# start of Material for this exercise
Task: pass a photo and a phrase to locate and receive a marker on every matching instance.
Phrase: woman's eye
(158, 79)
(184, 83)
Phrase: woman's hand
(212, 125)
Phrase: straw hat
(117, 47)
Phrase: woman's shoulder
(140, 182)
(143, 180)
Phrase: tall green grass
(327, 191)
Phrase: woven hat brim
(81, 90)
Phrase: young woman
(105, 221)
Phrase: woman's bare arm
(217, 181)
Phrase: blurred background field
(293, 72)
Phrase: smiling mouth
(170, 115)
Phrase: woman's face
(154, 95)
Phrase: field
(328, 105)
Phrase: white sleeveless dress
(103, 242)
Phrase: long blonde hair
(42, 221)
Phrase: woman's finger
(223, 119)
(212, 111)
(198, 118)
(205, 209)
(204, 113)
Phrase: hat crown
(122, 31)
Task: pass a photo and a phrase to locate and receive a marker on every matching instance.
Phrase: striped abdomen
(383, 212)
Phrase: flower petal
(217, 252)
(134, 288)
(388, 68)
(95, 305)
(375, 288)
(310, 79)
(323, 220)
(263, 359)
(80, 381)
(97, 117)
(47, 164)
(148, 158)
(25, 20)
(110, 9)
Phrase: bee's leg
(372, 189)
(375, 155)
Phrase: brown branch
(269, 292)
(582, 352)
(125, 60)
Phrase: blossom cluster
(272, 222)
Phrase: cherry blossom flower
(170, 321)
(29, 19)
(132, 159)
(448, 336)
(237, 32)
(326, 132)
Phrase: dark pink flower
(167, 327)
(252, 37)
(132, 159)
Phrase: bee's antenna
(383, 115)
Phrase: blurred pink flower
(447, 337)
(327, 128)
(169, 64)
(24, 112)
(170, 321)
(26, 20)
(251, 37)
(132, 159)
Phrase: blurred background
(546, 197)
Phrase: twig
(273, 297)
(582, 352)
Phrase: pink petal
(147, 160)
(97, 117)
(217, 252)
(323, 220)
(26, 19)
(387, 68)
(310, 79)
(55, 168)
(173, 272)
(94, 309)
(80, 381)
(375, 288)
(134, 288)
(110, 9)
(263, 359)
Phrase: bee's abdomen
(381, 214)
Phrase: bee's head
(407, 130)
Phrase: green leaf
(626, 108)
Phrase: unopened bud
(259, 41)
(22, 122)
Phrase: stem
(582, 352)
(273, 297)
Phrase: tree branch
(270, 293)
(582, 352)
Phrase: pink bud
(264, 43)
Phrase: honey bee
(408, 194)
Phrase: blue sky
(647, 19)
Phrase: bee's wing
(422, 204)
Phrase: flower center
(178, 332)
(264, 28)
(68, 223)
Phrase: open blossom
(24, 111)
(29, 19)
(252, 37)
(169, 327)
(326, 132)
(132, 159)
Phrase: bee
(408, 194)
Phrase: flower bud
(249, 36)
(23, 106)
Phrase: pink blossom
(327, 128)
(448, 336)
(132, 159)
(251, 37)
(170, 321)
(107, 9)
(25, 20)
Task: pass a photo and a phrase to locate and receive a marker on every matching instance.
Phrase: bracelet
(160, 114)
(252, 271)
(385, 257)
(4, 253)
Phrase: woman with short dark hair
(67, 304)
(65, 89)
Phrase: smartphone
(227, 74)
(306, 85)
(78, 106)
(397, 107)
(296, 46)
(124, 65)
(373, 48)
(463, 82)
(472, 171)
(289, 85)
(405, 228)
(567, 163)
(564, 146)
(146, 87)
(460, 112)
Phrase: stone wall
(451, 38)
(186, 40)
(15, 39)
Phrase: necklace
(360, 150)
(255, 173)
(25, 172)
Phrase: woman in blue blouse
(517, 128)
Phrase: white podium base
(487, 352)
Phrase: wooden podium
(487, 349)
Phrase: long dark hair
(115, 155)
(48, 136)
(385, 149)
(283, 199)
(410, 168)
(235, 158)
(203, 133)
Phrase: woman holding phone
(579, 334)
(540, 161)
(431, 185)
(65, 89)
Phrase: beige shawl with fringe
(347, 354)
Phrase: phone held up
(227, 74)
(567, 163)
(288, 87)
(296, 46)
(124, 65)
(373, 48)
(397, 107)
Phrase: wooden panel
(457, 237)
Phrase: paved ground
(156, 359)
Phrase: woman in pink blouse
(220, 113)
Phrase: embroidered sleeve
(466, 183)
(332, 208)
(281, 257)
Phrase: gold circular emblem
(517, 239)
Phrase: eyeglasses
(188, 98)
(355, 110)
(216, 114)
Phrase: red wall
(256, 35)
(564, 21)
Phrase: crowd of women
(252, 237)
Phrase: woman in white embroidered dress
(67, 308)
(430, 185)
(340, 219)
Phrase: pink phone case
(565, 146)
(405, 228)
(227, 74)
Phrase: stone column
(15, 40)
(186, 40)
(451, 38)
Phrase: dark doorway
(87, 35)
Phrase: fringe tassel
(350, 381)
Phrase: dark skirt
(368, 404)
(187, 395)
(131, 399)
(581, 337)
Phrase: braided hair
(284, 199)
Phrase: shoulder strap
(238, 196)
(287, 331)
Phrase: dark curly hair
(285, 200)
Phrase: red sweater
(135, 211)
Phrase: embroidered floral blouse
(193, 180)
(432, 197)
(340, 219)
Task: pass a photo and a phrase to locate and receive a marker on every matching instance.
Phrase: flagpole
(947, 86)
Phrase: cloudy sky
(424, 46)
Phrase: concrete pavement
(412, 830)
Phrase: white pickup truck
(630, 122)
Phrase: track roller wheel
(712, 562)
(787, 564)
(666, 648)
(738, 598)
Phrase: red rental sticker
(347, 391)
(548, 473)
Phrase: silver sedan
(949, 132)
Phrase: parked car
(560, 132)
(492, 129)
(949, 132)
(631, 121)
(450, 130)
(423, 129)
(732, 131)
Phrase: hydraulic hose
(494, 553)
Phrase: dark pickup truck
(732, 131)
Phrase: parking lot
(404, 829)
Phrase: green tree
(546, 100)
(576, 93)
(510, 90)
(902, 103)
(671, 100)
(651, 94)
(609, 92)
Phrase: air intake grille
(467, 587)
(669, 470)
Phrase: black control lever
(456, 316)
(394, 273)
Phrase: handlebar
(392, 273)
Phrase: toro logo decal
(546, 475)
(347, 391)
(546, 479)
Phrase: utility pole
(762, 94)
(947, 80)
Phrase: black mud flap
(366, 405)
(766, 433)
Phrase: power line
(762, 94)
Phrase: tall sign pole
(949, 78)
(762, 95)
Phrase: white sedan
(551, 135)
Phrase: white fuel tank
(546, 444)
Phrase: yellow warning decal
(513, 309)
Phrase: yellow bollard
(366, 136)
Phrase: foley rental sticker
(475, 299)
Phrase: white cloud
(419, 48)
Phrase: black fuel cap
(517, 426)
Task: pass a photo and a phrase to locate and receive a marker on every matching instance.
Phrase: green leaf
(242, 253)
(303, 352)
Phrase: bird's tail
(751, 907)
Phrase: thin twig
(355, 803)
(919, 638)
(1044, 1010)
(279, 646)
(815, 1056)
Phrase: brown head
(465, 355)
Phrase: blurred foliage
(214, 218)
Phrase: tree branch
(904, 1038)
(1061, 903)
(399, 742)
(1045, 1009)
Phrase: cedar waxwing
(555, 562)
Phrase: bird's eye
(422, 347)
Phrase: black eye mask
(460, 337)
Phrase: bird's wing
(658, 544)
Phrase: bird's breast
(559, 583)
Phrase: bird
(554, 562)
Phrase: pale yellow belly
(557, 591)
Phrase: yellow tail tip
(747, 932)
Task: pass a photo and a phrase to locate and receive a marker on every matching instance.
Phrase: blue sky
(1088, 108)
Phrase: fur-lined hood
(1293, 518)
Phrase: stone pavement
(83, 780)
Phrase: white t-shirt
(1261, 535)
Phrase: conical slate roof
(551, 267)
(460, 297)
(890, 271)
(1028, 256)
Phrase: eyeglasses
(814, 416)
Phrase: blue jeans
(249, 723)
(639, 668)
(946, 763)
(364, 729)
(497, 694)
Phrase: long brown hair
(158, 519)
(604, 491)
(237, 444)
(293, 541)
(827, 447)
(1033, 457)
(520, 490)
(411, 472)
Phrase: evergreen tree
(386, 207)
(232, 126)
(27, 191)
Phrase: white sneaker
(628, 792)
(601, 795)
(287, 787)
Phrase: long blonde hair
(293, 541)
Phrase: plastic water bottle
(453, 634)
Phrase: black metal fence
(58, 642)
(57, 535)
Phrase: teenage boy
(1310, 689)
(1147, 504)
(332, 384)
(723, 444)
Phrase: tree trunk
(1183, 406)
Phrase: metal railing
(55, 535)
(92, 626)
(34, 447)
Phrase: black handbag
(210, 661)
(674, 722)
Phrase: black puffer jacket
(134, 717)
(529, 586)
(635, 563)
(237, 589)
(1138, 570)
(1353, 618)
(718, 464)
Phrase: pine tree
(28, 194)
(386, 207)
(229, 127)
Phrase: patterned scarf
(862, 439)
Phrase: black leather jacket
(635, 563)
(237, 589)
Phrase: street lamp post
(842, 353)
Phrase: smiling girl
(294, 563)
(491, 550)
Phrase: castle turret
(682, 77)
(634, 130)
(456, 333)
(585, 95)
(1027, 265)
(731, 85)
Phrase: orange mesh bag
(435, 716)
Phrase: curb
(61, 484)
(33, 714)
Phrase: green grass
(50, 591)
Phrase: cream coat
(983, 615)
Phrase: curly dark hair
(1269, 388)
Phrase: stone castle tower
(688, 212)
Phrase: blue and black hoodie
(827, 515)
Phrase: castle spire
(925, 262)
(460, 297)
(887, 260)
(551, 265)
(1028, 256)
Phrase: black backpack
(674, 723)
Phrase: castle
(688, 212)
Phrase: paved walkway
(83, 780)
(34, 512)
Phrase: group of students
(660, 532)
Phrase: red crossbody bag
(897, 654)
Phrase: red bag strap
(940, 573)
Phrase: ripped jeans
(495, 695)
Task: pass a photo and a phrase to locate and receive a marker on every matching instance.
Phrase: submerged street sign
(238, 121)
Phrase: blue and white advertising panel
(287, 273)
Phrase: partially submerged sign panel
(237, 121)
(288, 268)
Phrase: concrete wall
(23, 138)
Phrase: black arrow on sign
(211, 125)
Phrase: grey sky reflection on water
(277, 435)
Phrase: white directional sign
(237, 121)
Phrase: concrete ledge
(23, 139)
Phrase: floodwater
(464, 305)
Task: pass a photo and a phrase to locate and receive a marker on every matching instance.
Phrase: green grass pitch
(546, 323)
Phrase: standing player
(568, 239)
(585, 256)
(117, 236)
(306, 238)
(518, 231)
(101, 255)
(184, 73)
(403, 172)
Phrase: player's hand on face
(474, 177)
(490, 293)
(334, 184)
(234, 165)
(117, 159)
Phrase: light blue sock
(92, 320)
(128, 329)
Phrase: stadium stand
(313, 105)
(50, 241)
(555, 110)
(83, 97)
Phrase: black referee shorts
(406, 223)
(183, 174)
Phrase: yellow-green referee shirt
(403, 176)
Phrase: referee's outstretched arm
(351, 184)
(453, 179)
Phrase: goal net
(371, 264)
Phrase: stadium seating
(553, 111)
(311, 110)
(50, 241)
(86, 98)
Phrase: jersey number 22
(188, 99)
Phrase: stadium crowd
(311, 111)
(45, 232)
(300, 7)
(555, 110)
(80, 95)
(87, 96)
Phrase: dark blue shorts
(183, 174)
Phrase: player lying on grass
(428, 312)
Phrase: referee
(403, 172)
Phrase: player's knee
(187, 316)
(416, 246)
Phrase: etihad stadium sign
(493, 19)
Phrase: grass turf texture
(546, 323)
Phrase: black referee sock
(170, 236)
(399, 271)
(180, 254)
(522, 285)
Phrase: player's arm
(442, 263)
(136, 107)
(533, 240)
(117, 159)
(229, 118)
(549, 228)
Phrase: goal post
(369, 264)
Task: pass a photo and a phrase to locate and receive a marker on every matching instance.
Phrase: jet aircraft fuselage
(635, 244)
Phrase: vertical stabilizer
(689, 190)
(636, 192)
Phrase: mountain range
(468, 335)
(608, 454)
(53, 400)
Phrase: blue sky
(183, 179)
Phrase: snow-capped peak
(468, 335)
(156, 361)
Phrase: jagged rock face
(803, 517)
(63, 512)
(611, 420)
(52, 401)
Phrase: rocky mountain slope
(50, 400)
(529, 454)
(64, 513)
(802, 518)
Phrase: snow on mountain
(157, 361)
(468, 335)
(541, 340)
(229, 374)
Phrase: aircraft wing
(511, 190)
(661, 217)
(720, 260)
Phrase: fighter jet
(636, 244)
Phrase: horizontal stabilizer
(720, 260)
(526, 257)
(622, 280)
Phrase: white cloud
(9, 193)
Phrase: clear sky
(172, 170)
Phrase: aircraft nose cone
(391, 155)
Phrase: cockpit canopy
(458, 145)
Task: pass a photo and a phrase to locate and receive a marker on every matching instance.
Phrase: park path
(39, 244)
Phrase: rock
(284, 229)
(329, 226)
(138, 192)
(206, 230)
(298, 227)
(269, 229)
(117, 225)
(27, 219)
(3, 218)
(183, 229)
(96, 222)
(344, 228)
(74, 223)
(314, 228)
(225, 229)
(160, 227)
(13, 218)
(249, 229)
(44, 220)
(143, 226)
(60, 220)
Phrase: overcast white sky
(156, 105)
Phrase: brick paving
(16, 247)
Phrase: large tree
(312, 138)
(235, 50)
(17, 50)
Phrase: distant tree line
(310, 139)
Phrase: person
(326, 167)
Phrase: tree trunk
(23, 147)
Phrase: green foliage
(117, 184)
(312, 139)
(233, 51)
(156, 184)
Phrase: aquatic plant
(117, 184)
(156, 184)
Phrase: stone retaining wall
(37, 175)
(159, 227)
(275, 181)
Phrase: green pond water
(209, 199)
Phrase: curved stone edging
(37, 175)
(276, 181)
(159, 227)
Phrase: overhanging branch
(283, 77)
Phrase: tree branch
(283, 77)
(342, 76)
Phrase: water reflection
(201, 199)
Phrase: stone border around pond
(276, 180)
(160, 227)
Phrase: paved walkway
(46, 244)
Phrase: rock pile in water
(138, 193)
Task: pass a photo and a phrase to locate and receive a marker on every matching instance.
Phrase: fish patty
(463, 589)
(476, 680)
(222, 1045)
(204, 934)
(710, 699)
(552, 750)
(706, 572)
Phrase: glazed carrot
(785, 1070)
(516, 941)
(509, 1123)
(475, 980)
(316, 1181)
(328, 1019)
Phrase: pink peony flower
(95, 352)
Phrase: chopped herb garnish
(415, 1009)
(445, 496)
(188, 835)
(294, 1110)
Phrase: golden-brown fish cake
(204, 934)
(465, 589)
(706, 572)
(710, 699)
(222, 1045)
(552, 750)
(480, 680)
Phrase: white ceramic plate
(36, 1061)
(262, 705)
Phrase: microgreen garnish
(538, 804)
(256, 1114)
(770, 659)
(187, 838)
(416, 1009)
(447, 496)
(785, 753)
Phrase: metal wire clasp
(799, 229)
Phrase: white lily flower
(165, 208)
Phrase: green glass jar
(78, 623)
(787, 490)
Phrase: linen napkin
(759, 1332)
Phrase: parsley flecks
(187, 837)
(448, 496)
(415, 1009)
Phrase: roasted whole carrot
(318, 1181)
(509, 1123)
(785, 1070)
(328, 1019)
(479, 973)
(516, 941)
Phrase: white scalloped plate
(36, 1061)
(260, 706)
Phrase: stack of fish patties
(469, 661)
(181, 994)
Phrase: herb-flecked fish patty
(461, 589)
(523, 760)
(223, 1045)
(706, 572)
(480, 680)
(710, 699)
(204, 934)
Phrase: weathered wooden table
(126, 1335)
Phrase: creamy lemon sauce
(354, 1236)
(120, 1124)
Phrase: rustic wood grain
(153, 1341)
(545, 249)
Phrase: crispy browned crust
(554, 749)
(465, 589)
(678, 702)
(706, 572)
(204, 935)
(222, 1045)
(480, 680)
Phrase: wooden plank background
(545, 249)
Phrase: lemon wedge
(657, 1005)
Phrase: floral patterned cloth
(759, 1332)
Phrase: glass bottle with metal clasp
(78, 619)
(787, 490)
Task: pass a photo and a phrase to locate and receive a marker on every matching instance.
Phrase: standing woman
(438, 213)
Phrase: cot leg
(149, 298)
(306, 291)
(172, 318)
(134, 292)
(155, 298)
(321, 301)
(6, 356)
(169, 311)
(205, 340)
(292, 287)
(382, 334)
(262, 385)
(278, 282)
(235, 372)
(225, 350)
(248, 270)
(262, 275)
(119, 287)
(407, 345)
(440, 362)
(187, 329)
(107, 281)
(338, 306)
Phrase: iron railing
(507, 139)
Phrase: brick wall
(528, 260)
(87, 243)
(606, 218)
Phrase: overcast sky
# end of Material for this exercise
> _To be done_: Give back exactly the lines from the line holding "Phrase: rustic wood grain" through the last line of the listing, including both.

> _Answer to this problem_:
Phrase: rustic wood grain
(153, 1341)
(545, 249)
Phrase: crispy browned crust
(554, 749)
(465, 589)
(678, 702)
(706, 572)
(204, 935)
(222, 1045)
(480, 680)
Phrase: wooden plank background
(545, 249)
Phrase: lemon wedge
(657, 1005)
Phrase: floral patterned cloth
(759, 1332)
Phrase: glass bottle with metal clasp
(78, 619)
(787, 490)
Task: pass a photo and a phrase to locate and receive a marker on every matching instance.
Phrase: standing woman
(438, 213)
Phrase: cot leg
(149, 298)
(306, 291)
(172, 318)
(134, 292)
(155, 298)
(321, 301)
(6, 356)
(169, 311)
(205, 340)
(292, 287)
(382, 334)
(262, 385)
(278, 282)
(235, 372)
(225, 350)
(248, 270)
(262, 275)
(119, 287)
(407, 345)
(440, 362)
(187, 329)
(107, 281)
(338, 306)
Phrase: iron railing
(507, 139)
Phrase: brick wall
(528, 260)
(87, 243)
(606, 218)
Phrase: overcast sky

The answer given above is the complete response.